Written tasks:
1. List every county named in the hurling article.
2. Retype the hurling article word for word from "The winner of" to "a little unfulfilling.".

Extract to read:
....

In the build-up to this weekend's Christy Ring Cup final, the talk on Kildare GAA's social media channels has been of little other than hurling.
Down below in hurling's third tier (let alone its fourth or fifth), even successful teams have occasionally gone unnoticed within their own counties.
Mismanagement and indifference are often twin threats for those promoting the game in barren regions. In certain instances, county board members are too bashful, perhaps, to simply assume Kilkenny's staunch outlook that there is no real need to support both codes.
Although Kildare is by no means a hurling backwater, what both they and Down, to their credit, have done in the build-up to this fixture has been admirable.
Individual player profiles have instilled some familiarity with these usually unheralded hurlers among their GAA community. Given time, this could blossom into a more meaningful relationship. To win the hearts and minds of younger fans, both Twitter accounts have busily retweeted primary schools as they show their support with posters and other displays.
In some small way, Kildare boss David Herity must have felt like he was back home.
From goalkeeper David Herity to corner-forward Richie Power, there was menace and method in everything they did... The contribution of Michael Fennelly... will also have lifted the weight of disappointment from the shoulders of the watching senior manager Brian Cody as he looks ahead to future years.
- "Young Cats attain perfection", Irish Independent, 20/9/04
As hurlers, it would likely irritate David Herity if you compared him to Michael Fennelly.
The winner of five All-Ireland medals (two of which he really values), Herity has acknowledged his time with Kilkenny as hard won but, if he is being particularly self-critical, a little unfulfilling.
While Fennelly's experience was not unilaterally positive either, with the All-Stars and Hurler of the Year award, he got to enjoy that extra bit of success reserved for Kilkenny's finest.
More often than not though, these discrepancies are incomprehensible to outsiders.
"Look, when you walk in somewhere with a few All-Ireland medals, it definitely helps," Fennelly admits to OTB Sports, the Offaly manager in his first year only a lost penalty-shoot away from facing Herity and Kildare in today's decider.
To the players they currently work with, however, there is no possibility that the success Herity and Fennelly enjoyed as Kilkenny hurlers will be repeated.
Two products of the elite level, life in the lower tiers requires an adjustment in expectations.
"It can be frustrating at times," Fennelly explains of his early managerial experience working in hurling's lower tiers.
"Sometimes, you just have to acknowledge where a team is at though and not compare yourself or your own experiences as a player with theirs.
"I have plenty of flaws and some of the Offaly lads are way more skillful than I ever was. But I'd have been better in other areas and it is all about patience."
Less than two years his senior, Herity is nevertheless in his fourth year of inter-county management after spending two seasons in charge of Dublin's senior camogie team.

....

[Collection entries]
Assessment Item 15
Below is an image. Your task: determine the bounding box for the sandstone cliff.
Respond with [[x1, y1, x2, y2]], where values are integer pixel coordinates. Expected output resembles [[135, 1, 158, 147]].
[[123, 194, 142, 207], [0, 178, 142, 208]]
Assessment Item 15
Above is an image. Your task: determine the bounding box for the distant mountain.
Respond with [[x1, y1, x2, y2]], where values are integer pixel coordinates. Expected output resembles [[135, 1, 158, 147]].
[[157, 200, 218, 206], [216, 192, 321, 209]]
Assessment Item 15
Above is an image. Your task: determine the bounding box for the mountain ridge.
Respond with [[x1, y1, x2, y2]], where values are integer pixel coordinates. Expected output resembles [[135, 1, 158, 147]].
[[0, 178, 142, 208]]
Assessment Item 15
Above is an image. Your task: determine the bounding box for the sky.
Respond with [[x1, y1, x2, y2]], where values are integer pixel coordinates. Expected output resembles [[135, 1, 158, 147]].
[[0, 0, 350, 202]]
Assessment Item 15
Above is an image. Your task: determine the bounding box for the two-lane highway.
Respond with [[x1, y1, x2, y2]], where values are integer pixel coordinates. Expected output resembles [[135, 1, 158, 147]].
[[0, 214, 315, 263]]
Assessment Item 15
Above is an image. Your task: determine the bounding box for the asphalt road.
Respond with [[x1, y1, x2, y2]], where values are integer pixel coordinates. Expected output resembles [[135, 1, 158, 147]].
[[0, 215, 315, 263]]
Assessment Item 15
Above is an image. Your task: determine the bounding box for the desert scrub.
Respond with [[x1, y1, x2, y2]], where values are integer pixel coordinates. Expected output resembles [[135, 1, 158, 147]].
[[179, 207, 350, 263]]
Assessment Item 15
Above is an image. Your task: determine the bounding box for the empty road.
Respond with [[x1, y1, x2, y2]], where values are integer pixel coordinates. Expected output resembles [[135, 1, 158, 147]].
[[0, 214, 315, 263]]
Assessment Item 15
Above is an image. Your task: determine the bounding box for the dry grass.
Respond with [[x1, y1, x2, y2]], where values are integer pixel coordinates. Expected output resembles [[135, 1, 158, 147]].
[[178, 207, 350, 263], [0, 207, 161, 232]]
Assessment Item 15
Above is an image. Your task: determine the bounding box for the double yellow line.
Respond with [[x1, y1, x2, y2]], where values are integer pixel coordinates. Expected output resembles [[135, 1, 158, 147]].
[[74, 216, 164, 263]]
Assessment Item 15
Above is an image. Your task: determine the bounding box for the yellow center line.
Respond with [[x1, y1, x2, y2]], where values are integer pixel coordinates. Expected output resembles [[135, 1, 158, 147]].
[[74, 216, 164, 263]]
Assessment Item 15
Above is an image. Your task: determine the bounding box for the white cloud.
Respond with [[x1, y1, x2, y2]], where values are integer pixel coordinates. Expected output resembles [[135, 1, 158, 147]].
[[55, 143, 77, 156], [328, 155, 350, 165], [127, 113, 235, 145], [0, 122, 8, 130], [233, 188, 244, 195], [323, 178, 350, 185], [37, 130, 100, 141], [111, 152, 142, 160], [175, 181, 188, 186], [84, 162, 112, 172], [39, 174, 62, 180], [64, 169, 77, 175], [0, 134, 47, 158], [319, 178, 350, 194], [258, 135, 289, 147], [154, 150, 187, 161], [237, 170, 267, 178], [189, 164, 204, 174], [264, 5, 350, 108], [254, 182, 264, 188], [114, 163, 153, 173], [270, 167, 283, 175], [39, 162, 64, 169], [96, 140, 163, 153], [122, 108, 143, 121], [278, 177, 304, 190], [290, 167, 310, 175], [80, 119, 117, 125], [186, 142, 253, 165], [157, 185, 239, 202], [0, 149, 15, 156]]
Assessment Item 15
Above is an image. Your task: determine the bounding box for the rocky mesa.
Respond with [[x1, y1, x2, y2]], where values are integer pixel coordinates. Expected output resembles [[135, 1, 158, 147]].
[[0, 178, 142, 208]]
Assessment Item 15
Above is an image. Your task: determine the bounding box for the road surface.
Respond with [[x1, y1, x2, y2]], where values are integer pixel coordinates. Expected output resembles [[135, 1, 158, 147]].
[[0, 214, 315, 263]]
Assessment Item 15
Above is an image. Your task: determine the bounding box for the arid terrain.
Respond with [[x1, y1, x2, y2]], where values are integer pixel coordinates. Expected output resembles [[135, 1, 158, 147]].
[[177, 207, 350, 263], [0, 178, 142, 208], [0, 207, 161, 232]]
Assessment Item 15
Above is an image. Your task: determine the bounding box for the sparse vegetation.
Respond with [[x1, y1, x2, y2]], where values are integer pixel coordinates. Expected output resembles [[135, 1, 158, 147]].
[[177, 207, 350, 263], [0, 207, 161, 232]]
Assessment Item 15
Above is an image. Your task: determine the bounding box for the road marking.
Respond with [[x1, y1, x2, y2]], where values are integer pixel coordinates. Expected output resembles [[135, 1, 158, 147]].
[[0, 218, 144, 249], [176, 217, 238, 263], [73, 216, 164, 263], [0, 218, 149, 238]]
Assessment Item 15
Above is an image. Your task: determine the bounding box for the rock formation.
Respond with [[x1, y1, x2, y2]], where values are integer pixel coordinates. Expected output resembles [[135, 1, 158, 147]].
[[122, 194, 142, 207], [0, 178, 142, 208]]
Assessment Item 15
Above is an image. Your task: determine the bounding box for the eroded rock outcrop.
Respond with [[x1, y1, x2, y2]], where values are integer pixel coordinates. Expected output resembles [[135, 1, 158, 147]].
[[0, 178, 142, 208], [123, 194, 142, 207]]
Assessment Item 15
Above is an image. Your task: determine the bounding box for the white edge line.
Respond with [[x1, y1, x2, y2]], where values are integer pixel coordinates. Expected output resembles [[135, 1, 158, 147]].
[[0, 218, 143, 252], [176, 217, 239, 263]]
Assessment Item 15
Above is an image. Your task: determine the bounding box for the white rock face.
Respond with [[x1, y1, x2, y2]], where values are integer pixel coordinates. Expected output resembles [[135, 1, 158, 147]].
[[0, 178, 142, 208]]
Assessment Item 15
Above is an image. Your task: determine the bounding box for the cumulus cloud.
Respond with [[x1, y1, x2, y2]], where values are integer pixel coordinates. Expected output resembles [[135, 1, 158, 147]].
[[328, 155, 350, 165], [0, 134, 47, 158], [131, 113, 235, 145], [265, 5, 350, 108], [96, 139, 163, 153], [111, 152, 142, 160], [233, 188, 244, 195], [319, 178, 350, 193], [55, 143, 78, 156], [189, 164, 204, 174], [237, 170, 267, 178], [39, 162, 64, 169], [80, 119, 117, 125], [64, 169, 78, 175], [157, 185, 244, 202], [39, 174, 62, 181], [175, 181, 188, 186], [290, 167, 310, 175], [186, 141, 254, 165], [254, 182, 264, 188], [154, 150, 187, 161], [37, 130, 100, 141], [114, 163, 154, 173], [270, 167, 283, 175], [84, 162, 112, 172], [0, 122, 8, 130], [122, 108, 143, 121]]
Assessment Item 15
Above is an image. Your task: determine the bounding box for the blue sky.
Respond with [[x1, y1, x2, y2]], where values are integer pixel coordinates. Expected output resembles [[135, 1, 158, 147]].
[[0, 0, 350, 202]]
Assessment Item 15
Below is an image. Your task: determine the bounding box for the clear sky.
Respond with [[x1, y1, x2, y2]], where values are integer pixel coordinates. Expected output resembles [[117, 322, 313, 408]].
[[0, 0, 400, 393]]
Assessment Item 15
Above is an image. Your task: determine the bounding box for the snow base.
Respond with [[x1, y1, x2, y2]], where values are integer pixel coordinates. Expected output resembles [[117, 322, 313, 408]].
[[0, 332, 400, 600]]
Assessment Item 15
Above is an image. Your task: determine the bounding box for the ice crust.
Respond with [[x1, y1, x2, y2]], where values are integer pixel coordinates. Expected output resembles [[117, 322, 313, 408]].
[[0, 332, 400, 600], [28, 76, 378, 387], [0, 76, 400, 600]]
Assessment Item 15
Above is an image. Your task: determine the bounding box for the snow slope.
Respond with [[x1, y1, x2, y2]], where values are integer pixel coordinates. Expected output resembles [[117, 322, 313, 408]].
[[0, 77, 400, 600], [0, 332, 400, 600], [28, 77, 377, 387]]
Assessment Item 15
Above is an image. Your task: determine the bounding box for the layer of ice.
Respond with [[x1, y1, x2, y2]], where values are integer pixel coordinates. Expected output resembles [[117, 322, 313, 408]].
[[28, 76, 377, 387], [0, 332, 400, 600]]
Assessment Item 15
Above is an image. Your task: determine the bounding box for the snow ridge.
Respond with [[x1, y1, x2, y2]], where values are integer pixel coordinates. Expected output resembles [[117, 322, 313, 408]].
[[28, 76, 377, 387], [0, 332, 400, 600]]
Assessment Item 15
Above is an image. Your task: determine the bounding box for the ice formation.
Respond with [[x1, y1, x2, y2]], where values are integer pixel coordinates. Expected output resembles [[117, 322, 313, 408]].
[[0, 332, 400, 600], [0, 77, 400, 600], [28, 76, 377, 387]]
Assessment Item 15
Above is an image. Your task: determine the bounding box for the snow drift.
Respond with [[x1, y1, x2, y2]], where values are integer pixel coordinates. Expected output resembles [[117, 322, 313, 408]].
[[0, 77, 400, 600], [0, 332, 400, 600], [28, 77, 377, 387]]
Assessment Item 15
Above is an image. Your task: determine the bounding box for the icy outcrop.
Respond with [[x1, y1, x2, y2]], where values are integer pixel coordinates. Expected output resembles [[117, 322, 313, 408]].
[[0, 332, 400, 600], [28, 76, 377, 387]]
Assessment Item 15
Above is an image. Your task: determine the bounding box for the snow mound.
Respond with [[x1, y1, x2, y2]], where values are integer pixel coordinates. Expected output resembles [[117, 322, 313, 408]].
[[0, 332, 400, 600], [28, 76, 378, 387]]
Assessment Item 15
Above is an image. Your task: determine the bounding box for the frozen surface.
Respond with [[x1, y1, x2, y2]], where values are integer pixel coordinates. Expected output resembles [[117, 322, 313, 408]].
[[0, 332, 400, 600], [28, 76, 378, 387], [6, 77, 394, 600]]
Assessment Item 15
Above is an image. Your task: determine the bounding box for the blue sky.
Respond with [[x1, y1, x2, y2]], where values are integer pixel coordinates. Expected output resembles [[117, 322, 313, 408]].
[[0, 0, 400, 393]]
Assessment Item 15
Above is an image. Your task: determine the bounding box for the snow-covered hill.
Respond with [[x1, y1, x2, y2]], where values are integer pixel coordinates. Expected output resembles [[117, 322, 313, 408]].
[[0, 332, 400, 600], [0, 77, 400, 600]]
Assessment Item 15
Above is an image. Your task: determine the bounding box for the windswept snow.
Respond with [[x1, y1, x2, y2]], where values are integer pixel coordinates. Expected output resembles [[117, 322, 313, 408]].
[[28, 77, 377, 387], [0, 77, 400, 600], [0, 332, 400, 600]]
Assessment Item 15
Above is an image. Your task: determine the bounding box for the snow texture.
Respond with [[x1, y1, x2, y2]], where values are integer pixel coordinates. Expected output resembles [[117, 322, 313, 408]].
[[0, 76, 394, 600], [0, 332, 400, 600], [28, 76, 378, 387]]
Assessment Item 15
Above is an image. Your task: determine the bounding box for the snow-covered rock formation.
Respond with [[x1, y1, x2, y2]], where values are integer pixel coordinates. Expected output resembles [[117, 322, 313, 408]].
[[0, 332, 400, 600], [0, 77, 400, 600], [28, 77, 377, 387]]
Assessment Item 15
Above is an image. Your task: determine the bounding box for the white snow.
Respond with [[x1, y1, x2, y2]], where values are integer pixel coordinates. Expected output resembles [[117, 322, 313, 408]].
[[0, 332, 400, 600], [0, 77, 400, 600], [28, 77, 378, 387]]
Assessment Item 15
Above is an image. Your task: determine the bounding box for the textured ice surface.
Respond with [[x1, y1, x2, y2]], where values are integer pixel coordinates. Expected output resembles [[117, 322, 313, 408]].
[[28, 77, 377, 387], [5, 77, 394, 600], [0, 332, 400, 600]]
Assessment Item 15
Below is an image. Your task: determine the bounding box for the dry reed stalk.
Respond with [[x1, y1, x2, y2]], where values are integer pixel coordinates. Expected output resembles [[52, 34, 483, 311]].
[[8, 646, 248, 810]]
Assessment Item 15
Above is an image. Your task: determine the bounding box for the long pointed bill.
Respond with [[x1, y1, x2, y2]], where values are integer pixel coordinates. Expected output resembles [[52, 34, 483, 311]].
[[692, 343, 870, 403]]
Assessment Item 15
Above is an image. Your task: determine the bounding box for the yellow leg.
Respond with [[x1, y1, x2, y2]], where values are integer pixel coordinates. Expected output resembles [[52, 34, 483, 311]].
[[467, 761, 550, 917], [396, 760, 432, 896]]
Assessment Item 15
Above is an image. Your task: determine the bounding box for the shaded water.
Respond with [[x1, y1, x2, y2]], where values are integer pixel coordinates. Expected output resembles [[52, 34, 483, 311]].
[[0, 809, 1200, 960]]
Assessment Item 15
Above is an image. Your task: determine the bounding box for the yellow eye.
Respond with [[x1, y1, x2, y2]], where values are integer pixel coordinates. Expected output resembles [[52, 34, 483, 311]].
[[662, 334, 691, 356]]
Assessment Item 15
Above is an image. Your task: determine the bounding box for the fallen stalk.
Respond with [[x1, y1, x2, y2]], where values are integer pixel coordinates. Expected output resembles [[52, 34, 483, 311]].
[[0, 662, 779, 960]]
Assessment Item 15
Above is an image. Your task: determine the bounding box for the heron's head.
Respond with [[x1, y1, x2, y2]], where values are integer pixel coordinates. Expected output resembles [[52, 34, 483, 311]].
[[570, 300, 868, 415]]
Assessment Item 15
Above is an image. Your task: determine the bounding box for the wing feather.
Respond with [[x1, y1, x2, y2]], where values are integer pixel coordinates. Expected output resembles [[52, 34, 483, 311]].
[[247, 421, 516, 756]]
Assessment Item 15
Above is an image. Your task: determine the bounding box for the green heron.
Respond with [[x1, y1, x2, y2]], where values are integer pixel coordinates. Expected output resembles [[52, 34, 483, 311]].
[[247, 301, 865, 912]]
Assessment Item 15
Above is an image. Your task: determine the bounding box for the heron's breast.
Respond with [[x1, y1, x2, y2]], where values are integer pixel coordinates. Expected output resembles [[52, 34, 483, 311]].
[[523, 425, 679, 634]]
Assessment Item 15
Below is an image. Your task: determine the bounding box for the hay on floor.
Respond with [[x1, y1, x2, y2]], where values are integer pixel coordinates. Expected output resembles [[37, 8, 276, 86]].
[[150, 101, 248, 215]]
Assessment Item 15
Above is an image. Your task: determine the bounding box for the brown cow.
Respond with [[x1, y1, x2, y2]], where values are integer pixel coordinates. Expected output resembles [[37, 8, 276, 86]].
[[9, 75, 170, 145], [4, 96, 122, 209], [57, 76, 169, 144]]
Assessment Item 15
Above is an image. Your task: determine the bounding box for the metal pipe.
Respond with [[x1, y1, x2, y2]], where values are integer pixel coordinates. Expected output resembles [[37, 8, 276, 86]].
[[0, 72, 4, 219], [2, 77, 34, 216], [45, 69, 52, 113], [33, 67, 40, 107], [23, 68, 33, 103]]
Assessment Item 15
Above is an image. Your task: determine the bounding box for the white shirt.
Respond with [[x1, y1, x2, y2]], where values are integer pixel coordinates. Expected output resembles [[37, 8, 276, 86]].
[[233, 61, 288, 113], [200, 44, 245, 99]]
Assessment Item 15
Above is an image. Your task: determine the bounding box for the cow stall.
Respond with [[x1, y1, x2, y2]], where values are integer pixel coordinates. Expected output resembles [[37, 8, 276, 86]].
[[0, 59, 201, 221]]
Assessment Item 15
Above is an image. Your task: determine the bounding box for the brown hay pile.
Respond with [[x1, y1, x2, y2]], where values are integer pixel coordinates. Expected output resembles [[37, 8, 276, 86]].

....

In response:
1. Kildare, Down, Kilkenny, Offaly, Dublin

2.
The winner of five All-Ireland medals (two of which he really values), Herity has acknowledged his time with Kilkenny as hard won but, if he is being particularly self-critical, a little unfulfilling.